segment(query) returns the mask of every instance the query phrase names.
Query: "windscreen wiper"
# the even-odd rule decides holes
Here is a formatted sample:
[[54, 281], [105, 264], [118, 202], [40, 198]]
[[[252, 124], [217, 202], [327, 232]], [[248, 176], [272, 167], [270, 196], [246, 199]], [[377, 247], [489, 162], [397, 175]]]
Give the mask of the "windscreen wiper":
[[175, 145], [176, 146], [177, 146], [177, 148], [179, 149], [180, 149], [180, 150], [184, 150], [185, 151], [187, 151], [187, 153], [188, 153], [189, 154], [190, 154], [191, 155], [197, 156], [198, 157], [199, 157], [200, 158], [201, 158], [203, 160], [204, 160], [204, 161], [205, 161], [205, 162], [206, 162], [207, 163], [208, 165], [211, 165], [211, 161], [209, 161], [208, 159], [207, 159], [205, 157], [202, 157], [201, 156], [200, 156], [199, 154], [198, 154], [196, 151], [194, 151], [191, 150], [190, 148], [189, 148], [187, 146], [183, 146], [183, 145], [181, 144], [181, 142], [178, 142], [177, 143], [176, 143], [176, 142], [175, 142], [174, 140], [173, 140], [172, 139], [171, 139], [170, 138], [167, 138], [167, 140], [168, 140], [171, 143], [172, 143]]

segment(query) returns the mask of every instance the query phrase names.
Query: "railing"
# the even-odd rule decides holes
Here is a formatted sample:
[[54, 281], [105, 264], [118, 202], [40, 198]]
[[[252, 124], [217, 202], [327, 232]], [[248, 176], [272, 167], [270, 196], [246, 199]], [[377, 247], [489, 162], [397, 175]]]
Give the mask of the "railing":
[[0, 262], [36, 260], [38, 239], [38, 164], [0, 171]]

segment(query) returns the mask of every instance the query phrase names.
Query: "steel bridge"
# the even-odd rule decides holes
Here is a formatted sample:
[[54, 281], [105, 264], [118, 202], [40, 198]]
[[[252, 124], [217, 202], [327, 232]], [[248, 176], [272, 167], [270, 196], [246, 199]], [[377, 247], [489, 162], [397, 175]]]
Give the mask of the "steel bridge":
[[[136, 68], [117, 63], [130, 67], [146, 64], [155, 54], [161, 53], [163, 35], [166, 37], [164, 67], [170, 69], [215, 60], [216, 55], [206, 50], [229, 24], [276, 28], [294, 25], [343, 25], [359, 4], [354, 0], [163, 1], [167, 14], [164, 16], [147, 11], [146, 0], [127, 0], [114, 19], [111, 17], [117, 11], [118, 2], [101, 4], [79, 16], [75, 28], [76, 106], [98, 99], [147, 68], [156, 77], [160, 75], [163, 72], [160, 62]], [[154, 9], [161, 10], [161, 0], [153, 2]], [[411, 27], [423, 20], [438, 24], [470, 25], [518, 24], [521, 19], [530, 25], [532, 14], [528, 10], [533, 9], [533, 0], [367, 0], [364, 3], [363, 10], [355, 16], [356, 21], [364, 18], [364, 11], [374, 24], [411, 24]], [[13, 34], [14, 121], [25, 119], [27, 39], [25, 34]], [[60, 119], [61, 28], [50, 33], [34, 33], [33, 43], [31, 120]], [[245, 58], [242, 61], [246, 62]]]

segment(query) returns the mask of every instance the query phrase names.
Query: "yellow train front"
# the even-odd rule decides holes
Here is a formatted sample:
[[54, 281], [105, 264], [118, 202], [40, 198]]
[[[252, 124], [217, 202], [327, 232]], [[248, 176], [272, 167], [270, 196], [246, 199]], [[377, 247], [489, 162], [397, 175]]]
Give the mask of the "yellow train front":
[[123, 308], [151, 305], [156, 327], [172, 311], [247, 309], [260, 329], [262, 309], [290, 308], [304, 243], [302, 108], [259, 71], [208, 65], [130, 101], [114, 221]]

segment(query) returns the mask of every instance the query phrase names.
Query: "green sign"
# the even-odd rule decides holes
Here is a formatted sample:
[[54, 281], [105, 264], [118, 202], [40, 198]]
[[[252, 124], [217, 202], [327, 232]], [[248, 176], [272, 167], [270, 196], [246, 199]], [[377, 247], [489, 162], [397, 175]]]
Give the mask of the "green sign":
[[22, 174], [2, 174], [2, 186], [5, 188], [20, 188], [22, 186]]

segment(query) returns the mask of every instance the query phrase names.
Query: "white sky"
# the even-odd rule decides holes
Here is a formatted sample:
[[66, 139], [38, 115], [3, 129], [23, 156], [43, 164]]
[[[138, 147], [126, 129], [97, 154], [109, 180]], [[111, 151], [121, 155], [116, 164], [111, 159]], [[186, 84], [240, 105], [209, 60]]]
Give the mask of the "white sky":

==

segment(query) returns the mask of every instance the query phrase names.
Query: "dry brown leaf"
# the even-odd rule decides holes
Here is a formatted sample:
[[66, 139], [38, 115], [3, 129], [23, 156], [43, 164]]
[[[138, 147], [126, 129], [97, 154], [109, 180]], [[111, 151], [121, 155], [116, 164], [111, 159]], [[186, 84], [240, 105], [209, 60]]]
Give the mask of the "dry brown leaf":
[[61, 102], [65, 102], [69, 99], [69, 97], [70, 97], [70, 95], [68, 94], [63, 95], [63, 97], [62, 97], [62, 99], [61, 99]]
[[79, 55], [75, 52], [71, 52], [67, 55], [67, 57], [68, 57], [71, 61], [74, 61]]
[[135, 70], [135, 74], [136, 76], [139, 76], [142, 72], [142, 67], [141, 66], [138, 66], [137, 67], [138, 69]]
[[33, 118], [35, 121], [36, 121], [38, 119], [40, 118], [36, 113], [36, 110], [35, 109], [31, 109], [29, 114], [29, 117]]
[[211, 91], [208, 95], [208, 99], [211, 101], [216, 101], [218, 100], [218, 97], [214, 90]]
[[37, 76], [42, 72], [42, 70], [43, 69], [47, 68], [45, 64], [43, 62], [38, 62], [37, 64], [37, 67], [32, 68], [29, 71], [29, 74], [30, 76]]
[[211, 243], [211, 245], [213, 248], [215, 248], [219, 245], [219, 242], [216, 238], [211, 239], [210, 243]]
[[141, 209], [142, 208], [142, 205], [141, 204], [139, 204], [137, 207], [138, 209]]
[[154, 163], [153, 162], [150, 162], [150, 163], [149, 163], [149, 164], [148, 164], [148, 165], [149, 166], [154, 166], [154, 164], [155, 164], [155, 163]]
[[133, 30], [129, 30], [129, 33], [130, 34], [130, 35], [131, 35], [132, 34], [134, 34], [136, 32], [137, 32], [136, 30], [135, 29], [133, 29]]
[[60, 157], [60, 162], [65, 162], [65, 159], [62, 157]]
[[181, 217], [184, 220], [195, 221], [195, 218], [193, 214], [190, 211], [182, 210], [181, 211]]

▶ [THE TASK]
How many lines in the listing above contain the string "front"? Reply with the number alone.

▶ [WRITTEN RESPONSE]
2